Adam: Sure. Speaking for myself, Carolyn, and the other acharyas I’ve been working with, we’ve all had our questions about Shambhala Buddhism, and we’ve  questioned the Sakyong and each other. We’re trying to understand what it means when those two words are uttered at the same time. In terms of the secular question – what do we mean by “secular”? And how did the Dorje Dradul use that word? And what was he trying to get at?

Q: Well, for one thing, Shambhala was something that anybody could learn and practice. Trungpa Rinpoche said that very specifically. You could be a Christian or a Jew or a Muslim. Or you could be an atheist. So it was secular and it did not lead to Buddhism. However, in the “old days,”  the Shambhala population was 99% Buddhist. In later years participants were less likely to be Buddhist; probably the majority of the nonBuddhists were Christian. I’m speaking from my own experience here in Halifax. 

Of course, it is true that Buddhism and the Shambhala teachings are compatible, but to the uninitiated, the Buddhist part was invisible. Some of those Christian Shambhalians were quite committed. (I am using the past tense, because I think they have “dropped out.”) They were considered sangha – by themselves as well as by the Buddhist sangha. Some of them were quite distressed when the Shambhala teachings became “Shambhala Buddhism.”

Adam: The vision hasn’t changed at all. This path is open to people of any religion, and the new curriculum is explicit about that. There’s no requirement to take refuge and become a Buddhist—unless someone wants to go to Vajrayana Seminary. So that means that people can go all the way through the new curriculum, including Sutrayana Seminary and Warrior’s Assembly, without being Buddhists. And that’s not just a bureaucratic point; it has to do with our view, which is the view of basic goodness, which is not based on religious affiliation. The whole point of enlightened society, and the whole point of our efforts to teach and to practice together, is because of trust in basic goodness, and extending that to the world. The Sakyong is encouraging us to move beyond the idea of giving students a choice before they have even been exposed to any real depth of experience or learning a practice, where we would say: “Are you a religious type? Do you want to be a Buddhist? Or are you a nonreligious type and want to be a Shambhalian?” Somebody at a Shambhala Center where I was working described it this way: she was standing on two logs in a river. One log is Shambhala and one is Buddhist. She felt that the two logs were getting further and further apart, and her legs stretched into a kind of split. And one of the things she appreciated about the new curriculum is that the two were together, and that offered her a stronger stance.

Q: Does it matter whether some, or maybe many, of the students going through this curriculum aren’t really able to discriminate which of the teachings are Buddhist, and which are Shambhala? You’ve been talking about that anyway – saying that the point isn’t to see which is which, but whether it works. For some people, it’s a big issue. Non-Buddhists no longer have the opportunity to explore the inseparability of Shambhala vision and their traditions: the deepest parts of Shambhala vision are marked with Buddhist language, imagery, and tradition.

Adam: I think it’s very personal. There are some students for whom that kind of analysis and understanding is very important, and there are others for whom it isn’t important. If a student asks me, “Is this Shambhala or is this Buddhist?” I would try to give as clear an answer as possible about the source of a given teaching.

=-=-=

Task list
• 1. Reproduce word for word the part of the interview on Shambhala Buddhism that runs from "Q: Well, for" down to "here in Halifax.".
• 2. List every named program or seminary mentioned in the interview on Shambhala Buddhism.
These records come from a separate source, unrelated to the interview.

(Dataset records on object locations)
=-=-=

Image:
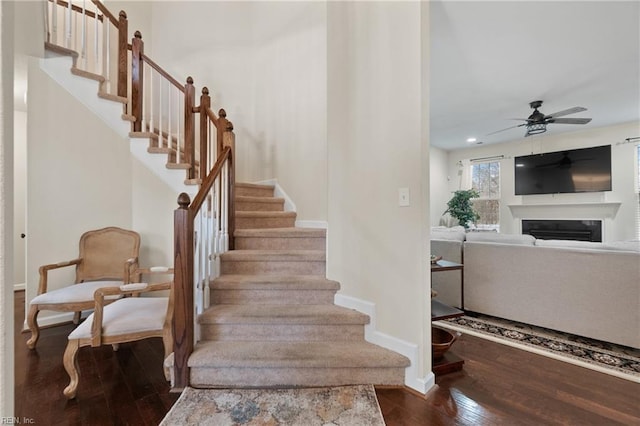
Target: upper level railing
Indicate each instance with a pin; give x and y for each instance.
(163, 109)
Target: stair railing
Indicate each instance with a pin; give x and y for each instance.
(95, 34)
(203, 229)
(164, 110)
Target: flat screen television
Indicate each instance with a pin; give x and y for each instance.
(575, 170)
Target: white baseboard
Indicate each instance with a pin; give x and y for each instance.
(410, 350)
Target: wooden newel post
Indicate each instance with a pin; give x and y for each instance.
(123, 51)
(223, 123)
(205, 104)
(137, 80)
(189, 127)
(183, 332)
(229, 139)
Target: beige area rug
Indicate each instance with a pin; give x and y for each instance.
(616, 360)
(343, 405)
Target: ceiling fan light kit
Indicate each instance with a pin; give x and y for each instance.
(537, 122)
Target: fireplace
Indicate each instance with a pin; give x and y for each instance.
(581, 230)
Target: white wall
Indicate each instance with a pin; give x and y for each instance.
(290, 99)
(375, 147)
(19, 194)
(78, 178)
(265, 64)
(440, 178)
(6, 210)
(619, 227)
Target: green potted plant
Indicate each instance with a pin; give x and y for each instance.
(461, 208)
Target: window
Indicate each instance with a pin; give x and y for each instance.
(485, 178)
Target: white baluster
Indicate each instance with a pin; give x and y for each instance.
(169, 117)
(106, 63)
(151, 74)
(68, 28)
(54, 24)
(225, 204)
(46, 20)
(96, 37)
(83, 41)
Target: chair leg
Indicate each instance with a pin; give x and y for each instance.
(167, 341)
(32, 323)
(70, 362)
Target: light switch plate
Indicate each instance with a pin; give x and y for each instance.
(403, 197)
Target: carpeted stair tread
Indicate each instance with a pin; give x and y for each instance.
(263, 214)
(282, 315)
(277, 354)
(273, 255)
(274, 282)
(253, 190)
(281, 233)
(253, 203)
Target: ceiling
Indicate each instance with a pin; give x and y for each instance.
(490, 59)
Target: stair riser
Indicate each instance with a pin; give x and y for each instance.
(253, 192)
(264, 222)
(257, 243)
(273, 268)
(259, 207)
(272, 297)
(232, 377)
(282, 332)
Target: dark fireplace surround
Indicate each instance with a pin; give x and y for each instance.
(581, 230)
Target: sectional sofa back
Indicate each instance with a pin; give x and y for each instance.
(588, 289)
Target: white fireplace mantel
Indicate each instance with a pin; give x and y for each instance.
(600, 210)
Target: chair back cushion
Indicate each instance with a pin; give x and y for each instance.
(104, 253)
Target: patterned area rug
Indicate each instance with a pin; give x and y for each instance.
(620, 361)
(343, 405)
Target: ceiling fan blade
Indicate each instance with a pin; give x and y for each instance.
(566, 112)
(508, 128)
(570, 120)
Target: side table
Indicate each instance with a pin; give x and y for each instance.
(450, 362)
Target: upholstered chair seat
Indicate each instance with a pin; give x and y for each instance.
(106, 258)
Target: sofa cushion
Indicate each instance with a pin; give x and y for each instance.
(570, 244)
(493, 237)
(447, 235)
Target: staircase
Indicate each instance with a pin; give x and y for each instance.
(272, 321)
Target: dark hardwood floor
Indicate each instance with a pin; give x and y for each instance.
(498, 386)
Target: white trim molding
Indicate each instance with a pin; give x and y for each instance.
(371, 335)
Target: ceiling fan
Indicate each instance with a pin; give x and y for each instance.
(537, 122)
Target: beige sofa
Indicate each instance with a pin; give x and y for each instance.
(587, 289)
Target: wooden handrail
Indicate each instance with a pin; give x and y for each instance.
(76, 9)
(215, 198)
(106, 12)
(207, 183)
(212, 116)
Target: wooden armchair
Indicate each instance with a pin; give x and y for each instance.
(107, 258)
(126, 319)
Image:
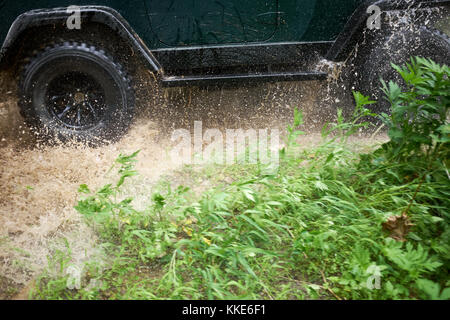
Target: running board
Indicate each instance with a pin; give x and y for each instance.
(181, 81)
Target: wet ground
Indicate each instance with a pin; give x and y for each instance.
(39, 183)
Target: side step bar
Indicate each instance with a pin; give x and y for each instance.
(181, 81)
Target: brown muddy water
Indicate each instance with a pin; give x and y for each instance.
(38, 184)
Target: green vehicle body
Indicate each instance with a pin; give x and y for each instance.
(261, 39)
(178, 23)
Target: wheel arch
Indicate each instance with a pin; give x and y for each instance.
(357, 22)
(57, 18)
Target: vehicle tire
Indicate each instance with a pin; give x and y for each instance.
(74, 91)
(398, 48)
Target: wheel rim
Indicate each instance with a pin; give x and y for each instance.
(76, 100)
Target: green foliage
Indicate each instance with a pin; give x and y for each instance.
(312, 230)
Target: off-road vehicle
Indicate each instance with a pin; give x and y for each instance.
(75, 60)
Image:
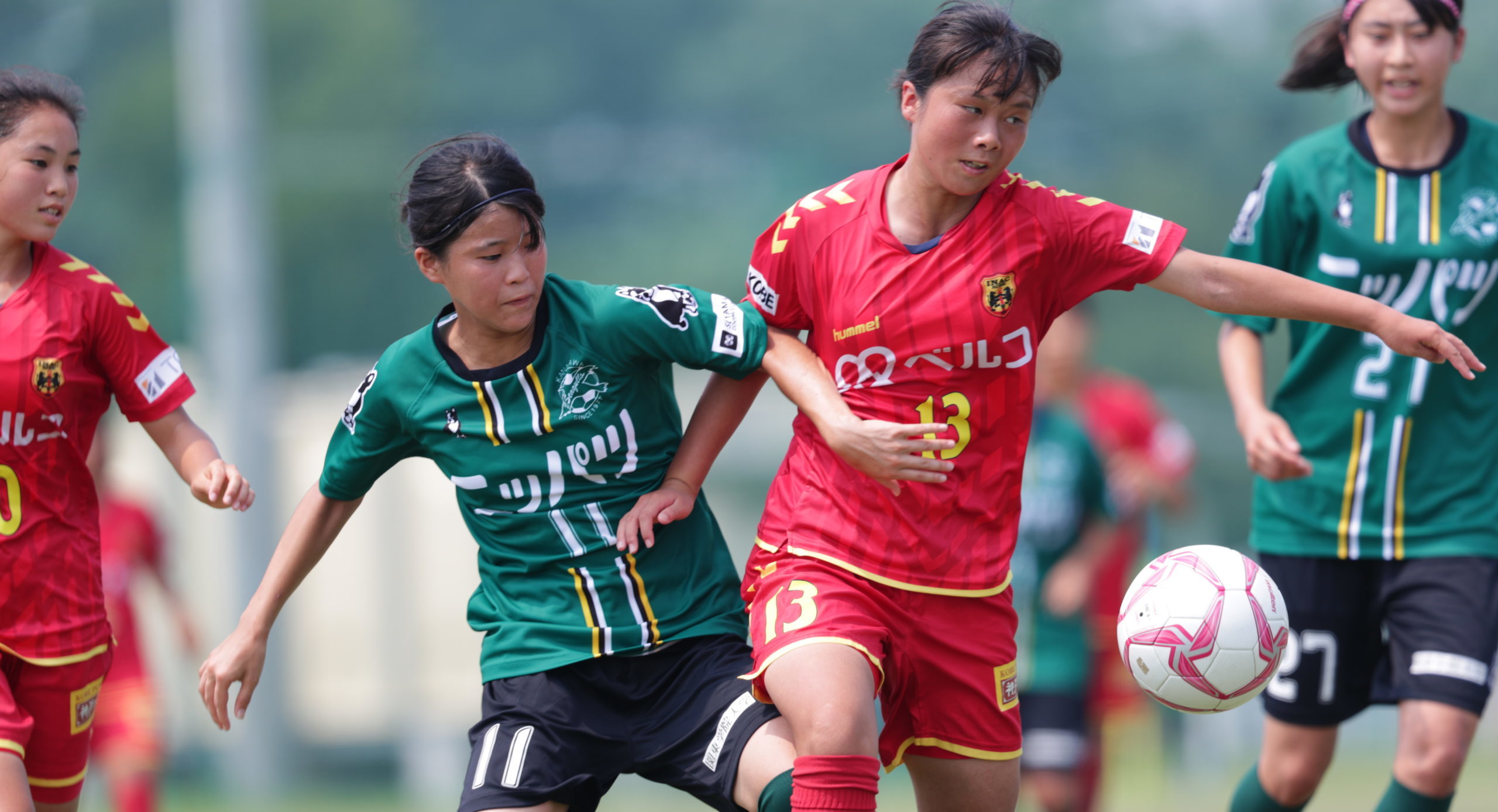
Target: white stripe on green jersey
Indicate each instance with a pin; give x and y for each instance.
(1404, 455)
(549, 453)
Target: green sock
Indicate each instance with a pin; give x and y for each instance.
(1251, 797)
(1403, 799)
(777, 796)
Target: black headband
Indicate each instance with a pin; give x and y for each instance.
(472, 209)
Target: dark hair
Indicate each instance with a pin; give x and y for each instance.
(25, 90)
(1320, 63)
(965, 32)
(459, 174)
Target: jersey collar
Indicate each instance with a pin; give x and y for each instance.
(439, 339)
(1358, 134)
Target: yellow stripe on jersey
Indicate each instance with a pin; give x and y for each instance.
(541, 397)
(1435, 209)
(645, 600)
(1382, 207)
(1404, 459)
(587, 609)
(1352, 483)
(489, 414)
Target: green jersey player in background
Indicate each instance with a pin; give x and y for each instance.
(1377, 503)
(549, 405)
(1064, 537)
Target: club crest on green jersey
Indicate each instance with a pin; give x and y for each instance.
(1478, 218)
(670, 303)
(580, 390)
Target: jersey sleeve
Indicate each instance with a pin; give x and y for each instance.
(779, 271)
(1265, 234)
(1109, 247)
(681, 324)
(145, 372)
(369, 441)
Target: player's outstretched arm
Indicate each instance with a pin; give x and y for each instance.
(1268, 441)
(886, 452)
(1236, 287)
(242, 656)
(192, 453)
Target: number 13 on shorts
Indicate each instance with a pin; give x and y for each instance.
(800, 609)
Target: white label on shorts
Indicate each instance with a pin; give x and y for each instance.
(726, 724)
(1445, 664)
(485, 754)
(517, 757)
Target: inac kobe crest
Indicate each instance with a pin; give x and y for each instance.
(672, 305)
(998, 294)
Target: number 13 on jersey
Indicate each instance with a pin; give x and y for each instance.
(956, 410)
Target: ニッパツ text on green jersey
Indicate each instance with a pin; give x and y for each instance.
(547, 453)
(1404, 453)
(1063, 492)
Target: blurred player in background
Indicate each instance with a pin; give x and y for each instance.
(126, 731)
(1377, 503)
(549, 405)
(70, 340)
(1146, 457)
(1066, 537)
(926, 285)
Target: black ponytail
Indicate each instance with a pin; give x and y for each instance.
(459, 174)
(1320, 62)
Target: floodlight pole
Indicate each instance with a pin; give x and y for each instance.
(228, 264)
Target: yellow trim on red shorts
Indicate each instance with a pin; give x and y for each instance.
(68, 660)
(778, 653)
(949, 746)
(56, 783)
(863, 573)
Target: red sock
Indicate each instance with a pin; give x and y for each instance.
(135, 793)
(835, 783)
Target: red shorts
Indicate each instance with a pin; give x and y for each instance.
(944, 666)
(46, 717)
(128, 722)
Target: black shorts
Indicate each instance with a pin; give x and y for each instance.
(1055, 731)
(679, 717)
(1383, 631)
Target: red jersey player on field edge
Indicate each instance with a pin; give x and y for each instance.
(70, 340)
(926, 285)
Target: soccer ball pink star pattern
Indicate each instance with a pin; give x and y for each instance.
(1203, 628)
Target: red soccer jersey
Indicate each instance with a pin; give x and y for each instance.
(947, 335)
(129, 544)
(70, 340)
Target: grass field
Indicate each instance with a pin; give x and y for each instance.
(1138, 781)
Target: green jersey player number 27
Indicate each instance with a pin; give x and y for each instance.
(549, 405)
(1377, 503)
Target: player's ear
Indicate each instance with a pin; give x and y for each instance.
(431, 264)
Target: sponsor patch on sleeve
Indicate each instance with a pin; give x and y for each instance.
(1143, 231)
(159, 375)
(729, 333)
(761, 293)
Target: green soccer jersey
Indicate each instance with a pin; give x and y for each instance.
(1063, 490)
(1404, 453)
(547, 453)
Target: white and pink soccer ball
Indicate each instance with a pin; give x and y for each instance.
(1203, 628)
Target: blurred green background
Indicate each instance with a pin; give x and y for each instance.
(665, 135)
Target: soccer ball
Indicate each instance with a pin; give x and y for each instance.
(1203, 628)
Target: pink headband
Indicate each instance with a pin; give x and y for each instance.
(1353, 5)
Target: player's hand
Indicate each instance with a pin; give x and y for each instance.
(239, 660)
(890, 452)
(219, 484)
(1067, 588)
(1272, 448)
(1424, 339)
(673, 501)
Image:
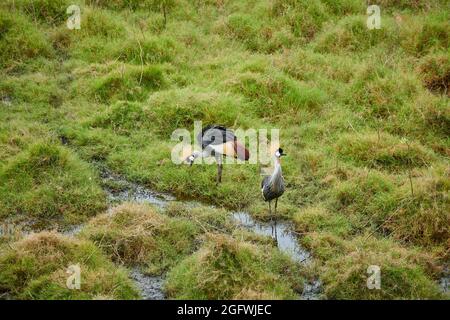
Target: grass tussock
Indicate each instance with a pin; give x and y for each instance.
(136, 234)
(132, 84)
(47, 181)
(345, 263)
(363, 116)
(382, 151)
(225, 268)
(20, 41)
(35, 268)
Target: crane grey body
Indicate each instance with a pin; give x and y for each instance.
(272, 187)
(218, 141)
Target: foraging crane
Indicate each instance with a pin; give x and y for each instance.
(218, 141)
(272, 187)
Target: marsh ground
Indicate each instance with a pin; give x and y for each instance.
(363, 114)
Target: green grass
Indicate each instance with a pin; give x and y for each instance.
(225, 268)
(363, 116)
(35, 268)
(137, 235)
(48, 181)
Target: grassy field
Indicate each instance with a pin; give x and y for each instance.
(364, 117)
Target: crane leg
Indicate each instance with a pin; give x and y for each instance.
(276, 233)
(219, 173)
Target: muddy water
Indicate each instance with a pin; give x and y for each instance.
(287, 242)
(151, 287)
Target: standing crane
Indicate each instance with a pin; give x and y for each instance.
(218, 141)
(272, 187)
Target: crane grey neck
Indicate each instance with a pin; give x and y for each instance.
(276, 180)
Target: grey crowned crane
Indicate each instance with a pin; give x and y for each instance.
(218, 141)
(272, 187)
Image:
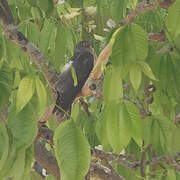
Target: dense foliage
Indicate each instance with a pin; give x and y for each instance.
(140, 109)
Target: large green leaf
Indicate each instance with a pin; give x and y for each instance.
(72, 151)
(4, 144)
(173, 23)
(117, 127)
(133, 120)
(101, 130)
(9, 161)
(159, 132)
(17, 169)
(135, 76)
(41, 91)
(131, 44)
(23, 125)
(112, 86)
(46, 35)
(5, 85)
(151, 21)
(146, 69)
(25, 92)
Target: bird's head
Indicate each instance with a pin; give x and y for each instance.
(85, 45)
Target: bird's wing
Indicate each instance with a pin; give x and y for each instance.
(67, 92)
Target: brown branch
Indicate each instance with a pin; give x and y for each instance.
(10, 32)
(102, 173)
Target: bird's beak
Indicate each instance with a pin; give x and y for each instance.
(93, 52)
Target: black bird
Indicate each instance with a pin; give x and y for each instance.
(68, 86)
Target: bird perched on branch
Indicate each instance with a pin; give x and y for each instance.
(73, 77)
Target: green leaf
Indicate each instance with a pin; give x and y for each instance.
(132, 116)
(17, 169)
(117, 132)
(9, 161)
(147, 70)
(159, 133)
(5, 84)
(74, 76)
(47, 31)
(112, 86)
(25, 92)
(135, 76)
(131, 44)
(101, 130)
(72, 151)
(41, 91)
(172, 21)
(4, 144)
(23, 124)
(133, 3)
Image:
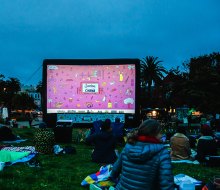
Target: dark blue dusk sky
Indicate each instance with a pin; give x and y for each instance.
(173, 30)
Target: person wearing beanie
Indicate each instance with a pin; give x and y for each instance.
(144, 163)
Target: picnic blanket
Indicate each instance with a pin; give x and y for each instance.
(14, 141)
(102, 175)
(12, 155)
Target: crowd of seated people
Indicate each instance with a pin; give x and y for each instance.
(104, 144)
(144, 158)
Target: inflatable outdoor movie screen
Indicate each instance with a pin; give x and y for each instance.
(90, 86)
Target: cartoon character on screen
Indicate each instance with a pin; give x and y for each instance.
(109, 104)
(129, 101)
(121, 77)
(128, 91)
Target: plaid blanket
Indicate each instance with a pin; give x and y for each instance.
(102, 175)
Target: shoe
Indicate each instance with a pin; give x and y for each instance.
(94, 187)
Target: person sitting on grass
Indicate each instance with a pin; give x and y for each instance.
(180, 146)
(44, 139)
(207, 146)
(105, 143)
(144, 163)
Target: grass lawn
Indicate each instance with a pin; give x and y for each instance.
(66, 172)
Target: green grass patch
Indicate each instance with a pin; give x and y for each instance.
(66, 172)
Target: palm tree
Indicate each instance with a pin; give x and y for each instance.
(152, 72)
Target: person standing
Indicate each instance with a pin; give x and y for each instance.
(180, 145)
(144, 163)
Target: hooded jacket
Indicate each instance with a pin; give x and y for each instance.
(143, 166)
(104, 150)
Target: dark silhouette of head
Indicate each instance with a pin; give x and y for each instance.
(106, 125)
(206, 130)
(117, 120)
(181, 129)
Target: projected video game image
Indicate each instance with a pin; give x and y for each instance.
(91, 88)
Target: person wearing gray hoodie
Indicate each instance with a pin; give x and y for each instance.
(144, 163)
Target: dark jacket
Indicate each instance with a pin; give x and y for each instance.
(104, 150)
(207, 146)
(143, 166)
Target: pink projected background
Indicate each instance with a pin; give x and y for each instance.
(91, 88)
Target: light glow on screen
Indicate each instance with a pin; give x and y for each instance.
(91, 88)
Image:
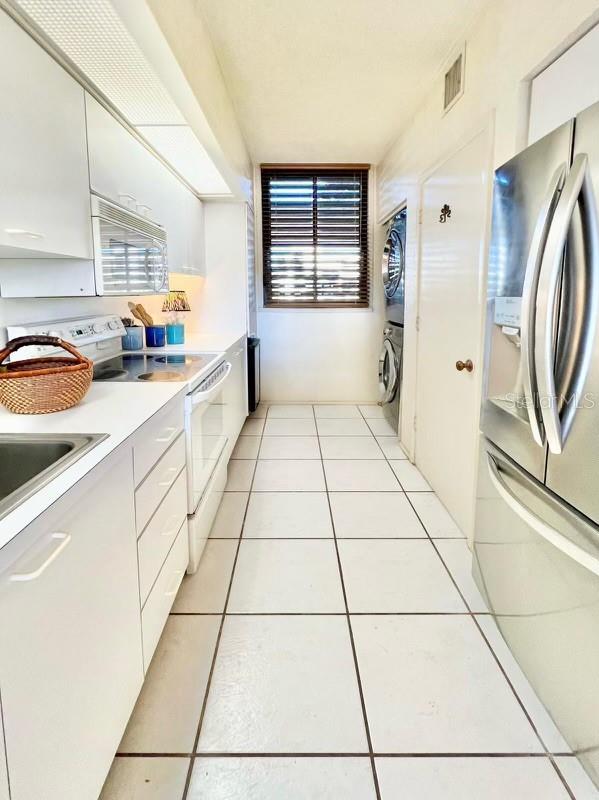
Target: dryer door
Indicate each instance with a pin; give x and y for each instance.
(393, 263)
(388, 372)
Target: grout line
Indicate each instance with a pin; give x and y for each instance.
(218, 638)
(328, 614)
(349, 626)
(423, 538)
(356, 754)
(359, 754)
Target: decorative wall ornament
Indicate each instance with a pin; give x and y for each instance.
(445, 213)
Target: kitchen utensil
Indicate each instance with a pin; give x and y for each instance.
(155, 335)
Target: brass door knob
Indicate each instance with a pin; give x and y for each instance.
(467, 365)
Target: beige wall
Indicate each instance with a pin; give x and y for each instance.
(185, 30)
(504, 50)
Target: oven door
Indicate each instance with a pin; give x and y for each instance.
(206, 432)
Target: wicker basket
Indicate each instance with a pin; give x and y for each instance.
(46, 384)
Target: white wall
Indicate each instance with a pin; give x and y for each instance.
(324, 355)
(189, 39)
(512, 43)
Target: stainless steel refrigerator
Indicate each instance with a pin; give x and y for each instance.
(536, 549)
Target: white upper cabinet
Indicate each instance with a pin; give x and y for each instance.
(44, 190)
(195, 237)
(120, 167)
(125, 171)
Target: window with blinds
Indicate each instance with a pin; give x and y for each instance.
(315, 237)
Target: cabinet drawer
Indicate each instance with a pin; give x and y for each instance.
(149, 495)
(162, 596)
(154, 438)
(160, 533)
(70, 645)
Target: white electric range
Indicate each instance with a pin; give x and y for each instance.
(206, 423)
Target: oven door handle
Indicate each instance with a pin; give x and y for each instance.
(198, 397)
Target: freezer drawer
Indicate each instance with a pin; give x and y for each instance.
(537, 562)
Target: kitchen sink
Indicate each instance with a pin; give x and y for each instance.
(30, 461)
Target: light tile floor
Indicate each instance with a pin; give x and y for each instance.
(333, 645)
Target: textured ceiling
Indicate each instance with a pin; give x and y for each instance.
(331, 80)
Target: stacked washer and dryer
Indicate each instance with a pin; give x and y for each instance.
(391, 358)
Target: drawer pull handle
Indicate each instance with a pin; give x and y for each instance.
(170, 437)
(174, 520)
(62, 540)
(169, 481)
(175, 586)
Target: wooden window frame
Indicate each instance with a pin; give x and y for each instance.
(317, 170)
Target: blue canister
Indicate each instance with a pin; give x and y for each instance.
(133, 338)
(175, 333)
(155, 336)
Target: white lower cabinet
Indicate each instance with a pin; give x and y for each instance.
(162, 596)
(71, 660)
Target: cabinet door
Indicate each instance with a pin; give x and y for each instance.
(44, 195)
(195, 236)
(70, 638)
(120, 167)
(173, 217)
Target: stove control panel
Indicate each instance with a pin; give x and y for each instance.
(80, 332)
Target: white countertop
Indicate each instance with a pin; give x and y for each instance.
(112, 408)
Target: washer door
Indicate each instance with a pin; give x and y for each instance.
(388, 372)
(393, 263)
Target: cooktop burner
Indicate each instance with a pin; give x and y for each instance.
(149, 367)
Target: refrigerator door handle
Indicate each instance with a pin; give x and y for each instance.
(548, 533)
(529, 293)
(577, 184)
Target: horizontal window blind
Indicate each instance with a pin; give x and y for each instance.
(315, 237)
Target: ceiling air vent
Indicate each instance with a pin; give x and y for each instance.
(454, 82)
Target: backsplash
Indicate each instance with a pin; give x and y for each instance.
(22, 310)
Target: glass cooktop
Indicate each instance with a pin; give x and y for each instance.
(150, 367)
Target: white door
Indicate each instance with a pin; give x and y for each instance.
(451, 307)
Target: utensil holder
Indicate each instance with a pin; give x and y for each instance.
(155, 336)
(133, 338)
(175, 333)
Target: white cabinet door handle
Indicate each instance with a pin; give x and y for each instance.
(169, 531)
(22, 232)
(170, 436)
(169, 481)
(58, 543)
(175, 585)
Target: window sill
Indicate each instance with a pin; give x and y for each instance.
(315, 309)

=-=-=

Exercise solutions
• 1.
Q: Well, for one thing, Shambhala was something that anybody could learn and practice. Trungpa Rinpoche said that very specifically. You could be a Christian or a Jew or a Muslim. Or you could be an atheist. So it was secular and it did not lead to Buddhism. However, in the “old days,”  the Shambhala population was 99% Buddhist. In later years participants were less likely to be Buddhist; probably the majority of the nonBuddhists were Christian. I’m speaking from my own experience here in Halifax.

• 2.
- Vajrayana Seminary
- Sutrayana Seminary
- Warrior's Assembly